READING PASSAGE:
Probabilistic modeling of each. They argue this is key to a performance
study of a DBMS.
- logical queuing model
- physical queuing model
Measurements
- measure throughput, mostly
- pay attention to variance of response time, too
- pick a DB size so that there are noticeable conflicts (else you get
comparable performance)
Experiment 1: Infinite Resources
- as many disks and CPUs as you want
- blocking thrashes due to transactions blocking numerous times &
deadlock
- restart plateaus: adaptive wait period (avg response time) before
restart
- serves as a primitive load control!
- optimistic scales logarithmically: restarts go up, but new xacts
replace old
- standard deviation of response time under locking much lower
Experiment 2: Limited Resources (1 CPU, 2 disks)
- Everybody thrashes
- blocking throughput peaks at mpl 25
- optimistic peaks at 10
- restart peaks at 10, plateaus at 50 – as good or better than optimistic
- at super-high mpl (200), restart beats both blocking and optimistic
- but total throughput worse than blocking @ mpl 25
- effectively, restart is achieving mpl 60
- load control is the answer here – adding it to blocking & optimistic
makes them handle higher mpls better
Experiment 3: Multiple Resources (5, 10, 25, 50 CPUs, 2 disks each)
- optimistic starts to win at 25 CPUs
- when useful disk utilization is only about 30%, system begins to behave
like infinite resources
- even better at 50
Experiment 4: Interactive Workloads
Add user think time.
- makes the system appear to have more resources
- so optimistic wins with think times 5 & 10 secs. Blocking still
wins for 1 second think time.
Questioning 2 assumptions:
- fake restart – biases for optimistic
- fake restarts result in less conflict.
- cost of conflict in optimistic is higher
- issue of k > 2 transactions contending for one item
- will have to punish k-1 of them with real restart
- write-lock acquisition
- recall our discussion of lock upgrades and deadlock
- blind write biases for restart (optimistic not an issue here), particularly
with infinite resources (blocking holds write locks for a long time; waste
of deadlock restart not an issue here).
- with finite resources, blind write restarts transactions earlier
(making restart look better)
Conclusions
- blocking beats restarting, unless resource utilization is low
- possible in situations of high think time
- mpl control important. Restart’s adaptive load control is too clumsy,
though.
- false assumptions made blocking look relatively worse

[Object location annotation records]
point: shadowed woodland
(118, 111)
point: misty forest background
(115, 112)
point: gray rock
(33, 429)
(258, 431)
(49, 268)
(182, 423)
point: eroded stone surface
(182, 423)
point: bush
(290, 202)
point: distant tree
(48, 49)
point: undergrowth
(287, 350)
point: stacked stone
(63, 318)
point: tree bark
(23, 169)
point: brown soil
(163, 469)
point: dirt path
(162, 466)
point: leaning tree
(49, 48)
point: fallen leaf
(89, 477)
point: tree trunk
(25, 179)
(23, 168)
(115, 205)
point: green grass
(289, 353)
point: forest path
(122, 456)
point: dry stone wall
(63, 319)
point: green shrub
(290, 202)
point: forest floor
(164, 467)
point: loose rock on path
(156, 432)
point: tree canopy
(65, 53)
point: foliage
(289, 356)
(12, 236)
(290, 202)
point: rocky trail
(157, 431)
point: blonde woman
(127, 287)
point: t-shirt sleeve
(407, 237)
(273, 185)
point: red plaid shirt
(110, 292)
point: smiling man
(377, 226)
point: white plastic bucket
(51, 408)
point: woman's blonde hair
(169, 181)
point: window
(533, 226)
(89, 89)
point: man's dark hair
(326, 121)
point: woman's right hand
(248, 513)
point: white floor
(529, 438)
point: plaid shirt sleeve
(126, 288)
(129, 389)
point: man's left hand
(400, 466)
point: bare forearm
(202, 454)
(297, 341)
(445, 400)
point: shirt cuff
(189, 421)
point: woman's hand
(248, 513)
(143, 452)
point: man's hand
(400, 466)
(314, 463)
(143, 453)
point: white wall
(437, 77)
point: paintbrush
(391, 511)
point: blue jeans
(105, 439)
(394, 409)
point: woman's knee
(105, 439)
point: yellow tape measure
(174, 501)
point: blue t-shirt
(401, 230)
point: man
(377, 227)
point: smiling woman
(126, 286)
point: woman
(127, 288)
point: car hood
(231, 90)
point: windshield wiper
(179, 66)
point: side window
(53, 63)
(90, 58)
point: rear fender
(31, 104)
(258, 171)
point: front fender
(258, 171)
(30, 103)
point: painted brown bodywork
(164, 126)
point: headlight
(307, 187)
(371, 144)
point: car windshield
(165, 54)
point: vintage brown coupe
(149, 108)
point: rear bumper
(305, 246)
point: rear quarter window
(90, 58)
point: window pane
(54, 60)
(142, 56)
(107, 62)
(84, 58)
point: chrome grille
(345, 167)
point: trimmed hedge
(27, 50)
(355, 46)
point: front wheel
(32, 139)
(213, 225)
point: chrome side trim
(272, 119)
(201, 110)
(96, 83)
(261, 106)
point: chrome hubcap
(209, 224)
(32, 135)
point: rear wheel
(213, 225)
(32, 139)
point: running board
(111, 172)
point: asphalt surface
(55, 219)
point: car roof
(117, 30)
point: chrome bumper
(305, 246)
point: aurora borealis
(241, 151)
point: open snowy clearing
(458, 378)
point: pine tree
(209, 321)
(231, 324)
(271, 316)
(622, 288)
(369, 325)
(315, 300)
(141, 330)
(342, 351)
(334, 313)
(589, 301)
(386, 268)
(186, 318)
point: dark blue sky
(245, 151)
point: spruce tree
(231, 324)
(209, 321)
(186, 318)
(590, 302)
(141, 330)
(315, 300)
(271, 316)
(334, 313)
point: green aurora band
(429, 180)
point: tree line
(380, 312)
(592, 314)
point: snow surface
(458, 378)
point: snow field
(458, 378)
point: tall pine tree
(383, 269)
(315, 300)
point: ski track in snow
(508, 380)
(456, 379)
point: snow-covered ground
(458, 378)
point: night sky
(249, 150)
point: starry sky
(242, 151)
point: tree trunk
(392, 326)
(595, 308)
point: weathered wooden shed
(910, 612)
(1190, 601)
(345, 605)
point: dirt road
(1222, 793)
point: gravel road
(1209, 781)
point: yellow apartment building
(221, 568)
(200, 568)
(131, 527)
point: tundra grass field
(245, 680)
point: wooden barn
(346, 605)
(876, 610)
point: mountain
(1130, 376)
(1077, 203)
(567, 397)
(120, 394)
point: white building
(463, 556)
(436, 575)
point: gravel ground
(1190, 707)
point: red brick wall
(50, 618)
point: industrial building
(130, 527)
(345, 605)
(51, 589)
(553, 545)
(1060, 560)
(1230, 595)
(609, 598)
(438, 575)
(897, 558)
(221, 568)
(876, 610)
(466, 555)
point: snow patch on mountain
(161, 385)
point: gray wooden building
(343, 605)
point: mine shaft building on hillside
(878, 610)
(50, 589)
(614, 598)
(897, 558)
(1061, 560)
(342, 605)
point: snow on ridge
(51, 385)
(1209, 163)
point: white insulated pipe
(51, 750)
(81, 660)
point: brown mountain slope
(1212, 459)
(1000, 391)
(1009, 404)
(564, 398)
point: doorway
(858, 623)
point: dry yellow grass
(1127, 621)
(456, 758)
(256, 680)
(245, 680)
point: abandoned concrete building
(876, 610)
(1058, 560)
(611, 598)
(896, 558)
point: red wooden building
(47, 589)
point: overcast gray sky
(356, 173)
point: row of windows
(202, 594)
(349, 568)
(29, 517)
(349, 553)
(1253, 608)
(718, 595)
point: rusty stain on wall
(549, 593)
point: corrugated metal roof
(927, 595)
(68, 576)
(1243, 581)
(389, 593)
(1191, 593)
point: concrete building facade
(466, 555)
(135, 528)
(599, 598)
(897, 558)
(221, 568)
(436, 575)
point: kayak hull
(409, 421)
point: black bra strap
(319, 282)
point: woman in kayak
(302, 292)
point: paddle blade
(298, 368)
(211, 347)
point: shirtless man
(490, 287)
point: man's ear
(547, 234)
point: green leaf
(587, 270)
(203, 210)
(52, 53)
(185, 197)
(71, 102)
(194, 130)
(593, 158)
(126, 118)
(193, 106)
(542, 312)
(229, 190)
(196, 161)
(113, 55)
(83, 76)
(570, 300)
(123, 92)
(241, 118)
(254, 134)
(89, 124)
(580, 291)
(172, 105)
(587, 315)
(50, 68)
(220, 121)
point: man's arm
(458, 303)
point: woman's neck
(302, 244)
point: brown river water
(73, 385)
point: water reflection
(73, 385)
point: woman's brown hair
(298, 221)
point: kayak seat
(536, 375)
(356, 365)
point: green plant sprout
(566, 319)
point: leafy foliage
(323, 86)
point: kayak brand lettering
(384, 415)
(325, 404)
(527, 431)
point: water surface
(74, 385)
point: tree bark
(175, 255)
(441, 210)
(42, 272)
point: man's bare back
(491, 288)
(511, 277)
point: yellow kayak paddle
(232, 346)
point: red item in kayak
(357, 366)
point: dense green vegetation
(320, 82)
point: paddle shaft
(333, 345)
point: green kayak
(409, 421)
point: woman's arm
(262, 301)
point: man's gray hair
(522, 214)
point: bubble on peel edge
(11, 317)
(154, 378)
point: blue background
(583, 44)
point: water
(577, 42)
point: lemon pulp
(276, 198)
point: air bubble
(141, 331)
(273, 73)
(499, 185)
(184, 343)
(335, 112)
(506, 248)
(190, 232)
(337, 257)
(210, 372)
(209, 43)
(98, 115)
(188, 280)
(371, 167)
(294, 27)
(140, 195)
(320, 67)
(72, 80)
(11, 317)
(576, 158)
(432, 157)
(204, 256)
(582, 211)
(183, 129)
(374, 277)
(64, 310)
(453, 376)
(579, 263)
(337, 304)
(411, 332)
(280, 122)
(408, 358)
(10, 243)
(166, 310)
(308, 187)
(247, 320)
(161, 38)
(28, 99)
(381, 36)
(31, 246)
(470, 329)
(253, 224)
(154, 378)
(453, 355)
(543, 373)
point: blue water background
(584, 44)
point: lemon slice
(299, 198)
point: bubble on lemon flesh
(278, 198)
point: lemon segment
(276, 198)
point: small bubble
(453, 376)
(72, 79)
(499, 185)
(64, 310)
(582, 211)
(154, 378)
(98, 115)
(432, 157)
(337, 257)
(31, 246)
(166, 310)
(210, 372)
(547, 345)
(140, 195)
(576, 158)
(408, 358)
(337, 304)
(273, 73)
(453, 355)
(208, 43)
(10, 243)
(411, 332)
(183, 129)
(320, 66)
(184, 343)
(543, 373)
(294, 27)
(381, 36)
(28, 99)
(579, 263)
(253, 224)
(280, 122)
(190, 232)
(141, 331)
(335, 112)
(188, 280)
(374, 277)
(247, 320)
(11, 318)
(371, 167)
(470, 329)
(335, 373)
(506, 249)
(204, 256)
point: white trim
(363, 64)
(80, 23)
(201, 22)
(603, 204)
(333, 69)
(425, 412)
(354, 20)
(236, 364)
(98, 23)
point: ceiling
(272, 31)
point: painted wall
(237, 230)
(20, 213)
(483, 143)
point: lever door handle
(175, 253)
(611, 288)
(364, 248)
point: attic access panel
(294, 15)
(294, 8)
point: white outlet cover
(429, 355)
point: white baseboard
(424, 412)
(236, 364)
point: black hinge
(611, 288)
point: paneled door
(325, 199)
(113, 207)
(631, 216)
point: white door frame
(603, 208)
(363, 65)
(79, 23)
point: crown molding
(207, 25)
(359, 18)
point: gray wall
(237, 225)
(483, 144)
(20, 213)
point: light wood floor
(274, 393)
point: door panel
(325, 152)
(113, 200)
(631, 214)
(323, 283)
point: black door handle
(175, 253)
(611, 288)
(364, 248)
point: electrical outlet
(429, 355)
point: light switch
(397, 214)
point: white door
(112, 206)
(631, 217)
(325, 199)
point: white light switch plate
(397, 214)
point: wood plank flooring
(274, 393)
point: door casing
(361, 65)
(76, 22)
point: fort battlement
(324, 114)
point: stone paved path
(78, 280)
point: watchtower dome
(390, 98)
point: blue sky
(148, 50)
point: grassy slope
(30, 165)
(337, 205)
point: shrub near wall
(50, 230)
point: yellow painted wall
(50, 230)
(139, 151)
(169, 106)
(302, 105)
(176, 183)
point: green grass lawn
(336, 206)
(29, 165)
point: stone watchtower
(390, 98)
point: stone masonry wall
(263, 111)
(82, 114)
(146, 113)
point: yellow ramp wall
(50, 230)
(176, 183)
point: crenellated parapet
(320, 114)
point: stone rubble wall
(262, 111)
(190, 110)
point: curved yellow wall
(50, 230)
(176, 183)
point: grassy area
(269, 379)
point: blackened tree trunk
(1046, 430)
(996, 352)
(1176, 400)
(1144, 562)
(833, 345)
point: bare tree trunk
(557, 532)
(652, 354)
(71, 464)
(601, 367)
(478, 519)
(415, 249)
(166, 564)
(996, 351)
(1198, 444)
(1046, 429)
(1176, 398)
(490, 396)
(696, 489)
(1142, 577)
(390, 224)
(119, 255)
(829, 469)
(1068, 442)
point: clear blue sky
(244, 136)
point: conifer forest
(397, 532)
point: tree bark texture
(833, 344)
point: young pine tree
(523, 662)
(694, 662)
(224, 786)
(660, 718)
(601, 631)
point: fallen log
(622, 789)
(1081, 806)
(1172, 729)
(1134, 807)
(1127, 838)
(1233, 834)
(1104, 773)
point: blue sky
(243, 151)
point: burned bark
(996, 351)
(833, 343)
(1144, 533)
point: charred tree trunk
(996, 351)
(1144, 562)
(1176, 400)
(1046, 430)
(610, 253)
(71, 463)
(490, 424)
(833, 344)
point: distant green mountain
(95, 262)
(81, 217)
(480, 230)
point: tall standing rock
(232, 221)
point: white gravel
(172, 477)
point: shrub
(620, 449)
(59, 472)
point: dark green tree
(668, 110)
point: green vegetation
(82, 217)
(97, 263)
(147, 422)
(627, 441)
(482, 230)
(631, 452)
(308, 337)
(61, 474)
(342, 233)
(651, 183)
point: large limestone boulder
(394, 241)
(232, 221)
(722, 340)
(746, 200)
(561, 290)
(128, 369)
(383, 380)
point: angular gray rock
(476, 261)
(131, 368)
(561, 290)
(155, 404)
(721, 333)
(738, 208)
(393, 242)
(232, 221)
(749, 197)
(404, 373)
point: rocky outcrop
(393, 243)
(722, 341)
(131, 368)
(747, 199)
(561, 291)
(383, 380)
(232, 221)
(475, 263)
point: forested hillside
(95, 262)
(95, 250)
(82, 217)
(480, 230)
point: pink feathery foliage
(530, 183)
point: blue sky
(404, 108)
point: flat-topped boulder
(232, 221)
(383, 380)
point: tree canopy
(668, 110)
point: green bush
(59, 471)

TASKS AND EXERCISES:
[A] Reproduce verbatim the portion of the notes on concurrency control performance that begins at the words "- makes the" and ends after the words "in less conflict.".
[B] Duplicate, without alteration, the lines of the listing from the line containing "point: light switch" through the line containing "(1144, 533)", including both of those lines.

THE SOLUTIONS:
[A]
- makes the system appear to have more resources
- so optimistic wins with think times 5 & 10 secs. Blocking still
wins for 1 second think time.
Questioning 2 assumptions:
- fake restart – biases for optimistic
- fake restarts result in less conflict.

[B]
point: light switch
(397, 214)
point: white door
(112, 206)
(631, 217)
(325, 199)
point: white light switch plate
(397, 214)
point: wood plank flooring
(274, 393)
point: door casing
(361, 65)
(76, 22)
point: fort battlement
(324, 114)
point: stone paved path
(78, 280)
point: watchtower dome
(390, 98)
point: blue sky
(148, 50)
point: grassy slope
(30, 165)
(337, 205)
point: shrub near wall
(50, 230)
point: yellow painted wall
(50, 230)
(139, 151)
(169, 106)
(302, 105)
(176, 183)
point: green grass lawn
(336, 206)
(29, 165)
point: stone watchtower
(390, 98)
point: stone masonry wall
(263, 111)
(82, 114)
(146, 113)
point: yellow ramp wall
(50, 230)
(176, 183)
point: crenellated parapet
(320, 114)
point: stone rubble wall
(262, 111)
(190, 110)
point: curved yellow wall
(50, 230)
(176, 183)
point: grassy area
(269, 379)
point: blackened tree trunk
(1046, 430)
(996, 352)
(1176, 400)
(1144, 562)
(833, 345)
point: bare tree trunk
(557, 532)
(652, 354)
(71, 464)
(601, 367)
(478, 519)
(415, 249)
(166, 564)
(996, 351)
(1198, 444)
(1046, 429)
(1176, 398)
(490, 396)
(696, 489)
(1142, 577)
(390, 224)
(119, 255)
(829, 469)
(1068, 442)
point: clear blue sky
(244, 136)
point: conifer forest
(397, 532)
point: tree bark texture
(833, 344)
point: young pine tree
(523, 662)
(694, 662)
(224, 786)
(660, 718)
(601, 631)
point: fallen log
(622, 789)
(1081, 806)
(1172, 729)
(1134, 807)
(1127, 838)
(1233, 834)
(1104, 773)
point: blue sky
(243, 151)
point: burned bark
(996, 351)
(833, 343)
(1144, 533)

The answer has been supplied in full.